Selected excerpt:
######

Dementia-stricken boy meets recovering alcoholic girl.
Michel Franco’s “Memory” is a small portrait on two people who have their struggles in life, and yet, form a connection that becomes polarized by those around them. You have Jessica Chastain and Peter Saragaard perfectly cast in the leading roles, but you also have aspects of their story that’s either understandable or unforgivable. It all depends on what happened in their lives, and who could have been involved.
Let me clarify.
Chastain plays a recovering alcoholic, single mother, and social worker named Sylvia, whose sister Olivia (Merritt Wever) suggests she attends her high school reunion, and is followed home by another alumni named Saul (Saragaard). The next morning, she finds him sleeping on some tires outside her apartment with a garbage bag for a blanket. So, she asks for his phone, and calls his brother and caregiver Isaac (Josh Charles) to pick him up.
Now, Saul isn’t a stalker, but rather he suffers from dementia. He doesn’t remember her name, nor the reason why he followed her home from the party. But she remembers that he was one of the guys sexually abused her in her teens. So she tells him: “You deserve to be the way that you are.”
Isaac’s daughter Sara (Elsie Fisher) asks Sylvia to be Saul’s caregiver during the day while he works, and given her past, she doesn’t feel like she should. But then, Sylvia realizes Saul wasn’t one of her attackers, and agrees to help him get through the day.
Due to his memory, he can’t watch movies, but only does so Sylvia can watch them. If you leave the room, you have to pause the movie, because Saul won’t remember what happened in one scene. He wouldn’t even remember who is the real Agatha Christie villain in a murder mystery movie if he could try. So I won’t be giving him my business card for this website anytime soon.
And despite his condition, Saul and Sylvia begin a romantic connection. This becomes a great concern for Isaac, who suggests their relationship could be toxic, especially when she gives Saul her emergency contact number and when he leaves his house on his own.
In Sylvia’s family story, her daughter Anna (Brooke Timber) is in teen mode, and she has an estranged relationship her mother (Jessica Harper). They both meet for the first time at Aunt Olivia’s house, which would eventually set off some more turmoil regarding memories. So, it isn’t just Saul’s memory the movie is concerned about, but also Sylvia’s.
There has to be typical elements within the daughter, like how she wants to order pizza instead of what her mother made for dinner at one point, and how her old lady finds her joint in her bedroom. These things are too obligatory for my tastes. Okay, okay, so I don’t like “No pizza” lines of any kind in any movie or show. If I don’t like hearing certain things, I don’t like hearing them. So, let’s move on.
But I was marveled by the performances from Chastain and Sarsgaard, and by how Franco presents their characters with sincere emotions. The narrative of the film about their circumstances has more value and importance than what was presented a few months ago in “She Came to Me.” It doesn’t rely on last minute elements or sitcom material to tell an interesting connection, but rather life problems some of us can’t understand but acknowledge at least.
Memories can either be forgotten or altered, depending on the condition the person is in, and both these characters are reflections on that. After all, Sylvia is a recovering alcoholic, so things can happen within her memory banks. But we all want to understand these characters and what they’re going through or have gone through.
Now In Select Theaters and Expanding Everywhere January 4th.

######

[Saved entries]
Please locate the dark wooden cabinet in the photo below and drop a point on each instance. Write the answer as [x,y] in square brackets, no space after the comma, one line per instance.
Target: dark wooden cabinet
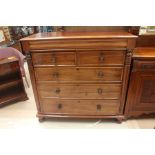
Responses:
[11,82]
[141,93]
[80,74]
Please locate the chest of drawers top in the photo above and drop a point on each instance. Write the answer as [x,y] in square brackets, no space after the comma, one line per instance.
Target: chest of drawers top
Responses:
[78,40]
[79,74]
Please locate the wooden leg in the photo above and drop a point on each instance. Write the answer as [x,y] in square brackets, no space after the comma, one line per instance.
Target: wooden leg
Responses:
[26,81]
[120,119]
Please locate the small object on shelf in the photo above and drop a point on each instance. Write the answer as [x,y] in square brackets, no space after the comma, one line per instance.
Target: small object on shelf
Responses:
[11,82]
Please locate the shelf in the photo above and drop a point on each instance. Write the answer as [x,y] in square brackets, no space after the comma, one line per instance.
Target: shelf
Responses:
[7,78]
[10,83]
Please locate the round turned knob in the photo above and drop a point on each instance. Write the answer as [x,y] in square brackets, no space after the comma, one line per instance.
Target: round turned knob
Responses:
[98,107]
[59,106]
[100,74]
[53,59]
[57,91]
[101,57]
[55,74]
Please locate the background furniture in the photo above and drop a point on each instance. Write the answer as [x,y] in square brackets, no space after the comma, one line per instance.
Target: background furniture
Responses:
[141,94]
[12,52]
[11,83]
[80,74]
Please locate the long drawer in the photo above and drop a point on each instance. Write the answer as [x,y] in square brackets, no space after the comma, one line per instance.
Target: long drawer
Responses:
[80,58]
[83,91]
[78,43]
[79,74]
[80,107]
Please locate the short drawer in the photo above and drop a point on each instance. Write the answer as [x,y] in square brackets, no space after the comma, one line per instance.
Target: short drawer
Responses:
[80,107]
[143,65]
[99,58]
[53,58]
[83,91]
[71,74]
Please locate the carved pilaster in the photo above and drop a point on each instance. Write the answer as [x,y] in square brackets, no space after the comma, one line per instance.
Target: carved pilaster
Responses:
[128,57]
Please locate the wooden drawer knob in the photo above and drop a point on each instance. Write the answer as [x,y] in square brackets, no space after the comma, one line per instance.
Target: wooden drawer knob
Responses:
[53,59]
[100,91]
[55,74]
[101,57]
[98,107]
[57,91]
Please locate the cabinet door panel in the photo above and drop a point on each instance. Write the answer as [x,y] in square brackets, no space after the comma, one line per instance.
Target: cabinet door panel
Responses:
[141,95]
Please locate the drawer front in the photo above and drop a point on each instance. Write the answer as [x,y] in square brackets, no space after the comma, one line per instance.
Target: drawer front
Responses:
[80,107]
[53,58]
[78,43]
[79,74]
[100,58]
[83,91]
[9,67]
[142,65]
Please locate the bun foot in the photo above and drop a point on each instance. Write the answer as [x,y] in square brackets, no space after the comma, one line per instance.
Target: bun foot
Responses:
[41,119]
[120,119]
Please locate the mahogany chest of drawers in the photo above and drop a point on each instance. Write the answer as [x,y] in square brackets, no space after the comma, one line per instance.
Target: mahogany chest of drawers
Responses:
[81,75]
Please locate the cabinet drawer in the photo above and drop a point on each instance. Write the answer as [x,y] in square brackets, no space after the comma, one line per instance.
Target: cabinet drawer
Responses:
[84,91]
[78,43]
[79,74]
[142,65]
[100,58]
[53,58]
[9,67]
[80,107]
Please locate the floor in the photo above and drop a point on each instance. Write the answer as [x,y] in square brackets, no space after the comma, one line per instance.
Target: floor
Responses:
[23,115]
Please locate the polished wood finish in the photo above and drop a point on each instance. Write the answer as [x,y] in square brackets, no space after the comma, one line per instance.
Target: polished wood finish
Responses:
[80,107]
[141,94]
[79,74]
[83,91]
[78,35]
[11,82]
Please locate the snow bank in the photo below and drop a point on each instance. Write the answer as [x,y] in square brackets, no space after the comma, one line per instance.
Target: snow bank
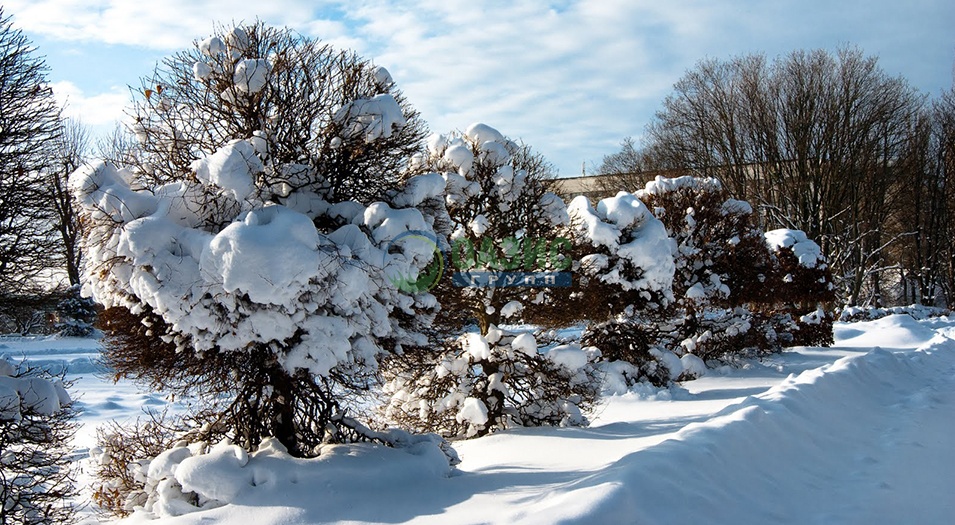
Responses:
[214,483]
[790,455]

######

Reproduce the film review word for word from "Chastain plays a" up to and including "pick him up.". The material above is not needed.

Chastain plays a recovering alcoholic, single mother, and social worker named Sylvia, whose sister Olivia (Merritt Wever) suggests she attends her high school reunion, and is followed home by another alumni named Saul (Saragaard). The next morning, she finds him sleeping on some tires outside her apartment with a garbage bag for a blanket. So, she asks for his phone, and calls his brother and caregiver Isaac (Josh Charles) to pick him up.